[WRITTEN PROBLEM]
Transcribe the portion of the passage on school compositional effects starting with "As an advanced" and going on through "and schools (751).", keeping every word and mark unchanged.

[SUPPLIED TEXT]
- - -

More specifically, our study is aimed at evaluating a priori predictions on the short- and long-term compositional effects of school-average achievement and SES. Our focus is not on the effects of individual-student achievement and SES. However, school compositional effects are defined as the effects of school-average variables on outcomes beyond the contributions of individual-student characteristics to explaining these outcomes (e.g., Becker et al., 2022; Harker & Tymms, 2004). Hence, evaluating the effects of individual-student achievement and SES is also important.

As an advanced organizer, we briefly summarize the variables to be considered and the conceptual model that guides our literature review and subsequent analyses (Fig. 1; also see Supplemental Materials, Sect. 1, and Appendix). Outcome variables include academic self-concept (ASC), final high school grade point average (GPA), and long-term outcomes at age 26 (educational attainment; educational and occupational expectations; Fig. 1). In analyzing compositional effects on these outcomes, we control individual-level student achievement, family SES, demographic control variables (gender, age, academic track, and ethnicity), and a composite risk factor. We tested the compositional effects with a large nationally representative sample of US students (16,197) and schools (751).

Fig. 1
figure 1

Schematic diagrams of variables and their temporal ordering considered in the present investigation. Note. L1: individual-student level; L2: school-average level; SES: socioeconomic status (at L1 and L2 levels); Ach: achievement (at L1 and L2 levels); GPA: grade point average; Trk: academic track. A is the conceptual basis of Models M3-M5 (Table 1). B is the conceptual basis of Model M6 (Tables 3 and 4) that evaluates the indirect effects of achievement and SES on long-term outcomes mediated through ASC and GPA

Our review of the literature summarized below identifies serious methodological issues in how many studies evaluated compositional effects. School-compositional effects are inherently a multilevel issue (i.e., students nested within schools) and must be assessed with appropriate multilevel models. The methodologically strongest school-compositional research employs latent multilevel models (e.g., Becker et al., 2022; Lüdtke et al., 2008, 2011). The most consistent school compositional findings from multilevel analyses are the adverse effects of school-average achievement on ASC—the big-fish-little-pond-effect (BFLPE; Marsh & Seaton, 2015; Marsh et al., 2021a, b). There is a robust theoretical basis for the BFLPE that is generally useful in evaluating school-compositional effects. Hence, we begin with a brief review of the relevance of the BFLPE, its theoretical model, and related methodology. We then apply lessons from this research to the broader issue of the long-term effects of school-average achievement and SES on educational attainment, educational expectations, and occupational expectations (Fig. 1).

- - -

[DATASET CONTENT]
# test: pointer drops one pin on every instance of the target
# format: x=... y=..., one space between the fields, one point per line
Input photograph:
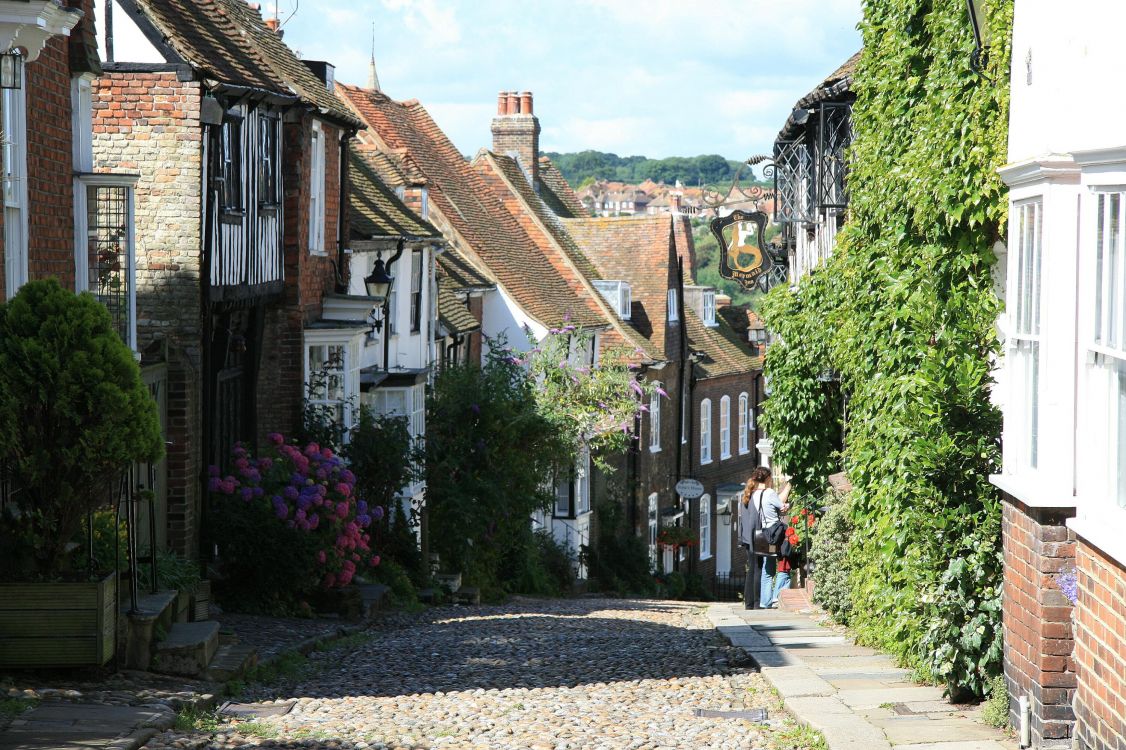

- - -

[RESULT FOR THIS TASK]
As an advanced organizer, we briefly summarize the variables to be considered and the conceptual model that guides our literature review and subsequent analyses (Fig. 1; also see Supplemental Materials, Sect. 1, and Appendix). Outcome variables include academic self-concept (ASC), final high school grade point average (GPA), and long-term outcomes at age 26 (educational attainment; educational and occupational expectations; Fig. 1). In analyzing compositional effects on these outcomes, we control individual-level student achievement, family SES, demographic control variables (gender, age, academic track, and ethnicity), and a composite risk factor. We tested the compositional effects with a large nationally representative sample of US students (16,197) and schools (751).